▶ _WHAT THE EXERCISE ASKS_
Skip the pictures. Transcribe the rest of the data below without changing a word.

(Recorded data)
_ _ _

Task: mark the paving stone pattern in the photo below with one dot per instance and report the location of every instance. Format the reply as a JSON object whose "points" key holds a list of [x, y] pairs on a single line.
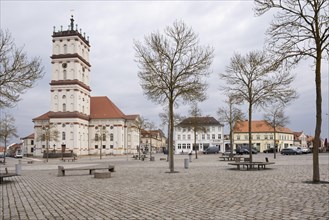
{"points": [[208, 189]]}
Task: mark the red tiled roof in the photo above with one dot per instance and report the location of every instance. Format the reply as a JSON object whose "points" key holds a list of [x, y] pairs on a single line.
{"points": [[258, 127], [103, 107], [205, 121], [31, 136]]}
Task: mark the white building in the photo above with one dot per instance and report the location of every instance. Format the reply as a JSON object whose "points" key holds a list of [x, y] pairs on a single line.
{"points": [[85, 124], [209, 132]]}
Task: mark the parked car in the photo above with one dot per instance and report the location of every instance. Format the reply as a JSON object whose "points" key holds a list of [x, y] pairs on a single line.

_ _ _

▶ _SOLUTION BELOW_
Task: mark the paving stone pattern in the photo below with one dot per instance and report the location of every instance. Format the reply as a JSON object whose "points" key holds a list of [x, y] pairs on a single line.
{"points": [[208, 189]]}
Task: mark the red tiled roof in the photo above with one dot per instance and report the location of every instance. Format the reply as a JSON object whose "points" key holds a list of [x, y] pairs on a single line.
{"points": [[258, 127], [103, 107], [205, 121], [31, 136]]}
Task: mark the white building in the photo above with one dot per instance and report the location of every instance. Format the reply as a JSON object whose "points" key holds a list of [x, y] pairs on a single line.
{"points": [[85, 124], [209, 132]]}
Task: mark the parked car in the photo above with one dot per instance and report the location of every instance. Format the reply as a JSON object whose "points" key holds a list of [x, y] pairs on a single line.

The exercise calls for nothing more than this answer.